Bagi Rendra, seni tidak berhenti pada estetika, tetapi ia menjadi “seruan hati nurani” yang berfungsi kritis dan profetis. Apapun bentuknya, seni selalu “terlibat” dan kontekstual. Karya-karya sastra Rendra, baik berupa puisi maupun drama/teater, membuat orang “menjadi” tercenung, berefleksi, bercermin diri, atau berani mengkritisi lingkungannya, masyarakatnya, bangsanya, dan negaranya. Dalam puisinya yang berjudul “Sajak Sebatang Lisong” (1978) ia menggugah kesadaran kita: //Inilah sajakku//pamflet masa darurat/Apakah artinya kesenian/bila terpisah dari derita lingkuingan/Apakah artinya berpikir/bila terpisah dari masalah kehidupan//.

Rendra adalah sastrawan besar Indonesia modern yang paling komplit menciptakan hampir semua genre (jenis) karya sastra (kecuali novel), yang tidak dimiliki oleh sastrawan manapun di negeri ini. Beliau terkenal dengan puisi-puisi epik atau epika (syair panjang yang bercerita), yang antara lain, bercerita tentang orang kecil tertindas dan terlempar, serta kegetiran perjuangan mereka dari lembah kubangan kutukan alam, penindasan atau sistem sosial yang bobrok dam amburadul.

[Kumpulan Baris]:
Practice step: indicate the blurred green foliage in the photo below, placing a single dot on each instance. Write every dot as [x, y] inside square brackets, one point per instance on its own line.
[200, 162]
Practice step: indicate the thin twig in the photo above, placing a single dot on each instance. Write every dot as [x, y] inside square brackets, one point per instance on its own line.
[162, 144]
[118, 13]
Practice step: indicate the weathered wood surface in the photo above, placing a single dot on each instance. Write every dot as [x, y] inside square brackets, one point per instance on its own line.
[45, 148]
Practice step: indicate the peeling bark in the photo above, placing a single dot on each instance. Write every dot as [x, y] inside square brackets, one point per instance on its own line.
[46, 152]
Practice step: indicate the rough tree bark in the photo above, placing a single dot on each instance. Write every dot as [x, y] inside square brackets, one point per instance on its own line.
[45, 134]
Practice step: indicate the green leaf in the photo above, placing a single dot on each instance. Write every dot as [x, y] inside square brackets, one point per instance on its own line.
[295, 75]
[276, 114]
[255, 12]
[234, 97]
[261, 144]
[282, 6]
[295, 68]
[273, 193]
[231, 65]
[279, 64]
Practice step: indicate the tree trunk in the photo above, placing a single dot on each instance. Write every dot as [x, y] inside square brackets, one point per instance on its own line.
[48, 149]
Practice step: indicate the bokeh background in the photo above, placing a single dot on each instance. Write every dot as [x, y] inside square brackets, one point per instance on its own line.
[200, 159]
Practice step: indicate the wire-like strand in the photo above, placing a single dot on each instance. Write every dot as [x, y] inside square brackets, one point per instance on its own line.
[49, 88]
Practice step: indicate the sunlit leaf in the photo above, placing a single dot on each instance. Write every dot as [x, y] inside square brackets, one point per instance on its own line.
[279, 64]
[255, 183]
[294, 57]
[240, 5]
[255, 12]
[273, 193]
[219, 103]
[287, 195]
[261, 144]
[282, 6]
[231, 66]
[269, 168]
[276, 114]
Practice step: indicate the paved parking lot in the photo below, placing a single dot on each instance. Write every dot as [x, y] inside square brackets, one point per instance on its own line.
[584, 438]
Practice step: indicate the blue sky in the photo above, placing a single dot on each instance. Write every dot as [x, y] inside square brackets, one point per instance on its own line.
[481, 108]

...

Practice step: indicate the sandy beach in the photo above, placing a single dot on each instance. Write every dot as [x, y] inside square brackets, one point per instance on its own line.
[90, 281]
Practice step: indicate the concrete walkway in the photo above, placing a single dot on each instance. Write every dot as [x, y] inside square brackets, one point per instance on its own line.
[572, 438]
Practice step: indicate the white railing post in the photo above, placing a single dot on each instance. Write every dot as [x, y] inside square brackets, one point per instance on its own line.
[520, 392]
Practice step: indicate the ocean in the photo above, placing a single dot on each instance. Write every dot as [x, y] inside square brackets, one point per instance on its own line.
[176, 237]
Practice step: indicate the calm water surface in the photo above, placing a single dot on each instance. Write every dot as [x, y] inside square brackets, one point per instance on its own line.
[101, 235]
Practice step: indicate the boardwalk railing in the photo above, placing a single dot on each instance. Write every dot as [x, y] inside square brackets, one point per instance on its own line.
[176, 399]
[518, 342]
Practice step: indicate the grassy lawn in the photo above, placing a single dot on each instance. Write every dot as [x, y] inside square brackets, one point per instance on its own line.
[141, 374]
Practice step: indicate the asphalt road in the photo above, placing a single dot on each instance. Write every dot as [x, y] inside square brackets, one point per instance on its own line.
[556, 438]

[Soal Latihan]:
• a. Menurut kutipan halaman tentang Rendra, genre karya sastra apa yang tidak diciptakan Rendra?
• b. Jelaskan dengan satu sampai tiga kalimat mengapa kutipan halaman tentang Rendra menyebutnya sastrawan besar Indonesia modern yang paling komplit.

[Kunci Jawaban]:
• a. Novel.

• b. Rendra disebut paling komplit karena ia menciptakan hampir semua genre karya sastra, kecuali novel. Hal itu tidak dimiliki oleh sastrawan mana pun di negeri ini.